— start MATERIAL TO PROCESS —
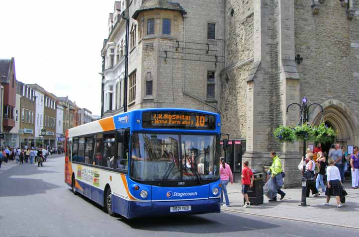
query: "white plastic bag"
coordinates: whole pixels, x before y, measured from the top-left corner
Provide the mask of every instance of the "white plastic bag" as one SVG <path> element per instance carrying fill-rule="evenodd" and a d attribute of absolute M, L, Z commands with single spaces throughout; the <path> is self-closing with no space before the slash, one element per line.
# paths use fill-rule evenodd
<path fill-rule="evenodd" d="M 276 197 L 277 189 L 275 180 L 271 178 L 269 178 L 263 188 L 265 195 L 269 199 Z"/>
— end MATERIAL TO PROCESS —
> _TASK PROMPT_:
Copy these lines again, swapping "white plastic bag" for "shopping bag" everywhere it appears and changing nothing else. Leave the picture out.

> _RESPONSE TO THE TASK_:
query: "shopping bag"
coordinates: whole pixels, x before y, measured from the top-left corner
Provide the mask of every instance of the "shopping bag" as one SVG <path> element per instance carrying fill-rule="evenodd" and a d attribute of absolute M, L, Z commands with single spaces throughout; the <path> is self-closing with no space before the slash, one element per line.
# paths use fill-rule evenodd
<path fill-rule="evenodd" d="M 276 197 L 277 189 L 275 180 L 271 178 L 269 178 L 263 188 L 265 195 L 269 199 Z"/>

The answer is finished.